● **RECORDED DATA**
===============

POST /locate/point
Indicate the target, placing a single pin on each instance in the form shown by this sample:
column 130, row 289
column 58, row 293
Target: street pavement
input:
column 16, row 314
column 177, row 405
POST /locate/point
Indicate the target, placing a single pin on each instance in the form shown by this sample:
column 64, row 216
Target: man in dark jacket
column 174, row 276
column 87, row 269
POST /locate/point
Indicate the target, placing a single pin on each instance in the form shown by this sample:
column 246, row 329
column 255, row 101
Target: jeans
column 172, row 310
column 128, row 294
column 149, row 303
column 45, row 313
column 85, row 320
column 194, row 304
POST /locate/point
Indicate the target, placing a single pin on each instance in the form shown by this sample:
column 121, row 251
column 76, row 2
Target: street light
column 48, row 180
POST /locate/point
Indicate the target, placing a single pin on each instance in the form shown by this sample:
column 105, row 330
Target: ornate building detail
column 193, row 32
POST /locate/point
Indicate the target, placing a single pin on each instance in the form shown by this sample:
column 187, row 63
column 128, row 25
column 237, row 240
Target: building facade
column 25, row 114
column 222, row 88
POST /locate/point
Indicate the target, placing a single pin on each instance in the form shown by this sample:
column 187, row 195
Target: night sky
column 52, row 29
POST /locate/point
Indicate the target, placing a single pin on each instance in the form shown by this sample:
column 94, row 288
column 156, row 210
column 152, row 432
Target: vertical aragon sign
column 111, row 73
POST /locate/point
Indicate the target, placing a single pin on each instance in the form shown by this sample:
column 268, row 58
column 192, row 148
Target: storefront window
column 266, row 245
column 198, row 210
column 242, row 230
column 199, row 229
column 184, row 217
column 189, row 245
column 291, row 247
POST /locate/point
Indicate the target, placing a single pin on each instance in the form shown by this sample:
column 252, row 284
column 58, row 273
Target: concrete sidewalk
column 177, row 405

===============

● **THE PROBLEM**
Among the lines above, repeat exactly those from the line with "Target: storefront window" to the line with "column 58, row 273", counting both ends.

● **ANSWER TO THE PROBLEM**
Target: storefront window
column 266, row 245
column 198, row 210
column 242, row 230
column 199, row 229
column 184, row 217
column 189, row 245
column 291, row 247
POST /locate/point
Indicate the target, placing a single pin on each instance in the form shown by this sample:
column 252, row 284
column 58, row 273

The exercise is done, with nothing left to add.